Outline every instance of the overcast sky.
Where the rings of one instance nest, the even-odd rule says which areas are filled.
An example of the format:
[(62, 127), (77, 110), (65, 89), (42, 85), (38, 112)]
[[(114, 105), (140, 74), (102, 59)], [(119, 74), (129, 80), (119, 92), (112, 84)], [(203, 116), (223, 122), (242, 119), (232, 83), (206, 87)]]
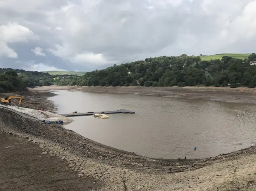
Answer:
[(0, 67), (90, 71), (256, 52), (256, 0), (0, 1)]

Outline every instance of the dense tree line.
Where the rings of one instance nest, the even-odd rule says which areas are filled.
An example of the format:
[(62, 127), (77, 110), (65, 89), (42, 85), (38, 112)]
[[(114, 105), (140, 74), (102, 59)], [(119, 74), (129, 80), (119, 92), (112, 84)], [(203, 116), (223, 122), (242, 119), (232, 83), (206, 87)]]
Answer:
[(27, 87), (50, 85), (145, 86), (204, 85), (256, 87), (256, 61), (252, 53), (244, 60), (224, 56), (221, 60), (202, 61), (200, 57), (182, 55), (146, 58), (144, 61), (76, 75), (0, 69), (0, 92), (21, 91)]
[(88, 72), (70, 83), (78, 86), (256, 87), (256, 61), (252, 53), (244, 60), (224, 56), (202, 61), (200, 57), (162, 56), (114, 65)]
[(51, 75), (47, 73), (0, 69), (0, 92), (22, 91), (27, 87), (50, 85), (72, 85), (78, 77), (68, 75)]

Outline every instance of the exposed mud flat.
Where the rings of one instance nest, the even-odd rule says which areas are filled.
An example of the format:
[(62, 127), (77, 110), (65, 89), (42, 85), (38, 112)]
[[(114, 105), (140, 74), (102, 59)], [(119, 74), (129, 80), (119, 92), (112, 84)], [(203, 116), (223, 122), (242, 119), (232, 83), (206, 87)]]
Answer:
[[(25, 96), (24, 102), (32, 106), (33, 104), (28, 102), (34, 100), (34, 93), (30, 93)], [(39, 97), (40, 94), (36, 94)], [(42, 102), (37, 102), (36, 105), (46, 108), (43, 102), (45, 101), (43, 96), (37, 99)], [(53, 110), (52, 103), (47, 103), (49, 109)], [(20, 145), (22, 148), (29, 144), (34, 148), (29, 153), (31, 158), (26, 156), (31, 159), (31, 162), (38, 153), (42, 158), (55, 160), (54, 162), (51, 162), (52, 166), (45, 165), (44, 170), (50, 172), (56, 164), (61, 163), (59, 165), (61, 167), (70, 171), (70, 175), (77, 176), (82, 179), (79, 181), (84, 181), (83, 183), (90, 185), (88, 186), (91, 187), (85, 190), (123, 191), (123, 180), (126, 183), (128, 191), (229, 190), (227, 187), (233, 188), (233, 190), (240, 190), (246, 188), (252, 189), (256, 185), (256, 148), (254, 147), (204, 159), (152, 159), (103, 145), (68, 130), (61, 125), (47, 125), (24, 114), (4, 108), (0, 108), (0, 132), (4, 133), (0, 134), (1, 139), (4, 138), (4, 142), (8, 143), (5, 144), (6, 146), (0, 147), (0, 160), (7, 165), (4, 171), (10, 170), (10, 167), (15, 163), (12, 161), (17, 159), (18, 156), (24, 156), (22, 155), (24, 153), (28, 153), (17, 147), (20, 152), (8, 155), (8, 160), (2, 154), (5, 153), (4, 152), (10, 148), (15, 148), (15, 144)], [(10, 148), (8, 147), (8, 145)], [(46, 161), (50, 163), (50, 161)], [(39, 163), (33, 166), (33, 170), (40, 171)], [(27, 171), (31, 168), (27, 163), (22, 166), (23, 167), (21, 168)], [(23, 170), (19, 169), (18, 171), (22, 170)], [(55, 171), (59, 174), (62, 171), (60, 169), (59, 172)], [(62, 172), (66, 173), (65, 172)], [(234, 173), (233, 183), (230, 183)], [(4, 189), (6, 185), (10, 186), (10, 184), (13, 183), (10, 183), (10, 177), (6, 177), (0, 176), (0, 190), (8, 190)], [(23, 178), (18, 176), (16, 178), (18, 181), (19, 179)], [(53, 184), (54, 176), (52, 178), (51, 182)], [(70, 179), (69, 182), (74, 183), (72, 185), (77, 183), (72, 180)], [(22, 186), (22, 188), (33, 190), (29, 187), (30, 183), (26, 182), (29, 185)], [(33, 182), (36, 182), (30, 183), (33, 184)], [(42, 188), (47, 189), (48, 186), (38, 186), (36, 188), (42, 190)], [(52, 190), (65, 190), (60, 186)], [(75, 187), (71, 187), (68, 190), (76, 190)]]
[(34, 91), (50, 90), (80, 91), (88, 92), (136, 94), (153, 96), (206, 99), (215, 101), (256, 104), (256, 89), (240, 87), (144, 87), (142, 86), (108, 87), (49, 86), (38, 87)]

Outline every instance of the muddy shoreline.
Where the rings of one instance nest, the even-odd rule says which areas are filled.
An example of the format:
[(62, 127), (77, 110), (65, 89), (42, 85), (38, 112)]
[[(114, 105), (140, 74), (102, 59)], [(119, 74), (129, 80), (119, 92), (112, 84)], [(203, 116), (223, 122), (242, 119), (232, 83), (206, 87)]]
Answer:
[[(81, 90), (79, 88), (76, 89)], [(85, 87), (82, 90), (84, 89), (89, 91), (89, 90), (92, 91), (92, 89)], [(106, 89), (103, 90), (100, 88), (94, 89), (106, 91)], [(114, 89), (113, 90), (113, 92), (116, 91)], [(56, 108), (53, 103), (47, 100), (47, 98), (55, 95), (44, 90), (44, 91), (41, 91), (42, 90), (35, 90), (36, 89), (16, 94), (24, 96), (24, 103), (32, 108), (43, 107), (56, 112)], [(110, 93), (111, 91), (108, 91)], [(135, 91), (138, 91), (138, 90)], [(133, 93), (132, 91), (129, 92)], [(143, 92), (145, 93), (145, 91)], [(159, 91), (154, 93), (159, 93)], [(225, 93), (226, 94), (226, 93)], [(232, 93), (233, 96), (234, 93)], [(234, 93), (238, 94), (236, 95), (242, 94), (239, 94), (240, 92)], [(8, 94), (5, 95), (8, 95)], [(246, 93), (242, 95), (244, 96), (246, 95)], [(61, 125), (42, 124), (38, 120), (28, 118), (25, 115), (14, 111), (0, 108), (0, 116), (1, 133), (8, 134), (10, 138), (14, 136), (25, 140), (31, 141), (31, 143), (38, 145), (42, 150), (42, 154), (44, 153), (50, 158), (61, 159), (61, 162), (65, 163), (64, 165), (66, 165), (70, 171), (77, 173), (80, 177), (88, 179), (91, 182), (93, 180), (94, 182), (98, 183), (97, 186), (95, 186), (95, 189), (96, 187), (98, 188), (99, 185), (101, 185), (102, 188), (97, 190), (123, 190), (123, 180), (127, 183), (128, 190), (157, 190), (154, 189), (163, 189), (166, 188), (167, 190), (179, 190), (181, 188), (186, 188), (187, 190), (193, 188), (195, 189), (194, 190), (200, 190), (196, 189), (196, 188), (215, 187), (216, 183), (214, 182), (214, 184), (213, 181), (214, 179), (219, 180), (219, 185), (218, 187), (221, 187), (224, 186), (223, 183), (226, 181), (227, 177), (229, 175), (227, 174), (228, 173), (226, 170), (228, 169), (229, 172), (232, 171), (234, 163), (238, 167), (241, 166), (241, 172), (245, 172), (243, 176), (242, 176), (245, 180), (243, 181), (242, 183), (238, 180), (236, 185), (239, 187), (249, 187), (245, 184), (245, 181), (251, 181), (252, 179), (248, 177), (248, 172), (243, 168), (242, 163), (246, 160), (254, 158), (256, 147), (203, 159), (152, 159), (100, 144), (72, 131), (67, 130)], [(250, 162), (250, 162), (251, 165), (256, 165), (254, 161), (249, 160)], [(209, 169), (212, 167), (214, 169), (210, 173)], [(207, 175), (207, 173), (213, 174), (208, 178), (200, 177), (199, 175), (204, 173)], [(198, 179), (195, 180), (195, 177)], [(178, 180), (180, 178), (183, 179), (184, 180), (182, 181), (186, 182), (181, 184)], [(211, 180), (210, 183), (206, 185), (206, 181), (209, 180)], [(188, 184), (189, 186), (187, 185)]]
[(135, 94), (139, 95), (204, 99), (234, 103), (256, 104), (256, 89), (214, 87), (70, 87), (50, 86), (37, 87), (33, 91), (68, 90), (101, 93)]

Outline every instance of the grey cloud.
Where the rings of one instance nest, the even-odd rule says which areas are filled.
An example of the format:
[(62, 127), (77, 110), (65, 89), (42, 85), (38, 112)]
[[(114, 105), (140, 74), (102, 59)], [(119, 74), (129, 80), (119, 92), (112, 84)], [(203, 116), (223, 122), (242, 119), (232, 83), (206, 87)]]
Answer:
[[(8, 60), (16, 68), (43, 63), (67, 70), (92, 70), (164, 55), (254, 51), (256, 33), (245, 29), (256, 31), (256, 25), (250, 22), (252, 13), (245, 9), (250, 3), (256, 9), (256, 0), (177, 1), (1, 3), (0, 25), (16, 22), (39, 39), (8, 44), (18, 58), (0, 57), (0, 67)], [(56, 45), (64, 51), (58, 51)], [(36, 57), (30, 50), (36, 47), (47, 56)], [(56, 55), (49, 48), (57, 51)], [(17, 60), (22, 63), (18, 65)]]

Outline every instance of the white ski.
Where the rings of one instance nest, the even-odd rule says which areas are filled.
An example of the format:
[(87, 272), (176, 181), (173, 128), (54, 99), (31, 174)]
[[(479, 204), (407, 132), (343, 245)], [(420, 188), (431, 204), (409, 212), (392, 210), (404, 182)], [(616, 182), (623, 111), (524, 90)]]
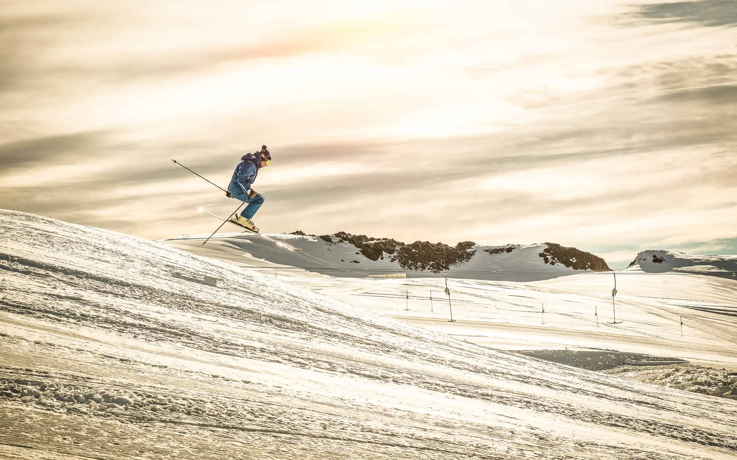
***
PROBLEM TO SOLVE.
Quote the items from the line containing "Outline every instance of the grey cloud." through the end of the items, including both ends. Omit the pictures.

COMPLETE RESPONSE.
Outline every instance of the grey cloud.
Where the rings of one instance nest, the even-odd rule says which areas are filled.
An example of the format:
[(62, 127), (77, 110), (65, 89), (42, 85), (38, 112)]
[[(114, 105), (140, 74), (102, 59)], [(119, 74), (129, 80), (119, 92), (112, 84)], [(203, 116), (223, 122), (242, 119), (232, 83), (206, 87)]]
Answer:
[[(8, 60), (16, 68), (43, 63), (67, 70), (92, 70), (164, 55), (254, 51), (256, 33), (245, 29), (256, 31), (256, 25), (250, 22), (252, 13), (245, 9), (250, 3), (256, 9), (256, 0), (177, 1), (1, 3), (0, 25), (16, 22), (39, 39), (8, 44), (18, 58), (0, 57), (0, 67)], [(56, 45), (64, 51), (58, 51)], [(36, 57), (30, 50), (36, 47), (47, 56)], [(56, 55), (49, 48), (57, 51)], [(17, 60), (22, 63), (18, 65)]]

Outline every instance of the white ski.
Where the rings of one instance nest, the even-odd rule says which areas are filled.
An example of the format:
[(87, 272), (176, 181), (173, 128), (54, 99), (31, 174)]
[[(479, 204), (407, 132), (343, 245)], [(420, 188), (431, 204), (409, 212), (392, 210), (404, 182)], [(616, 182), (623, 111), (524, 90)]]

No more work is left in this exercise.